- Items:
================================

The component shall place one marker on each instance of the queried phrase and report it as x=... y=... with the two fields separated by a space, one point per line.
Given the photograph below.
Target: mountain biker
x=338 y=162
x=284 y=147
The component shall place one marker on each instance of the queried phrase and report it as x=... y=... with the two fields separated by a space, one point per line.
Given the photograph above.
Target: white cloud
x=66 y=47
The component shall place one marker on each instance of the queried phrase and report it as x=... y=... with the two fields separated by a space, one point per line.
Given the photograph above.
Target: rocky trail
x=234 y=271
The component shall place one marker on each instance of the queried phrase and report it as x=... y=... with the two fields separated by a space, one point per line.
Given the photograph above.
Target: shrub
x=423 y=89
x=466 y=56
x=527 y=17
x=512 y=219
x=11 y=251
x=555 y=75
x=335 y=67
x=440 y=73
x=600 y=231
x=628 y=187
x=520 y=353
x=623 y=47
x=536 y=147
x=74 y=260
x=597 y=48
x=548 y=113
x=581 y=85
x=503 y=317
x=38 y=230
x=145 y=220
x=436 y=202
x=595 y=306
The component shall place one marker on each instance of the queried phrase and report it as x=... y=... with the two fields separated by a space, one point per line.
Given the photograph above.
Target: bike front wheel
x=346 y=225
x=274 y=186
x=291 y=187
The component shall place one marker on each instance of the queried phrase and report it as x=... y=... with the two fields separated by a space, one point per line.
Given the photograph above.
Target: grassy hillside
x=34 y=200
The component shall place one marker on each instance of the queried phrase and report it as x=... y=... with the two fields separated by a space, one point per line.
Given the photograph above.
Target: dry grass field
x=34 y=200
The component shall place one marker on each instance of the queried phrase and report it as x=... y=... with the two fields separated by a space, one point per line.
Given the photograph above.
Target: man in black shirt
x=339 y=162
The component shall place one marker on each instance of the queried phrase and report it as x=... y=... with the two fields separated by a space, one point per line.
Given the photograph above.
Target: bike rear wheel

================================

- Instruction:
Copy the data above exactly. Every line must be included.

- Task response:
The component shall place one marker on each instance of the queried phrase and report it as x=... y=... with the two fields separated by a space, one point per line.
Given the photograph below.
Target: mountain biker
x=338 y=162
x=284 y=147
The component shall place one marker on each instance of the queried phrase and report it as x=... y=... with the two fields separated by a space, one point per line.
Given the photograph above.
Target: white cloud
x=66 y=47
The component shall place one marker on each instance of the queried phrase and report it as x=... y=... with the two fields separated by a space, one point per line.
Given the photograph above.
Target: rocky trail
x=234 y=271
The component shall place one marker on each instance of the queried phrase and report it as x=... y=... with the two fields separated by a space, one point per line.
Given the photograph above.
Target: shrub
x=423 y=89
x=466 y=56
x=527 y=17
x=512 y=219
x=11 y=251
x=555 y=75
x=335 y=67
x=440 y=73
x=600 y=231
x=628 y=187
x=520 y=353
x=623 y=47
x=536 y=147
x=74 y=260
x=597 y=48
x=548 y=113
x=581 y=85
x=503 y=317
x=38 y=230
x=145 y=220
x=436 y=202
x=595 y=306
The component shall place one marker on each instance of the queried phrase and report it as x=... y=... with the two fields separated by a space, one point per line.
Given the photograph above.
Target: bike front wheel
x=346 y=225
x=274 y=186
x=291 y=187
The component shall place one marker on each instance of the queried phrase and report it as x=... y=... with the two fields separated by a space, one point per line.
Given the photograph above.
Target: grassy hillside
x=34 y=200
The component shall place one marker on each instance of the queried phrase and report it as x=... y=... with the two fields separated by a space, one point per line.
Given the photograph above.
Target: dry grass field
x=34 y=200
The component shall place one marker on each instance of the queried phrase and report it as x=... y=... with the two fields separated by a space, one point per line.
Given the photograph above.
Target: man in black shirt
x=339 y=162
The component shall place one marker on each instance of the queried phrase and report it as x=... y=... with the two fields separated by a space, one point per line.
Given the photograph above.
Target: bike rear wheel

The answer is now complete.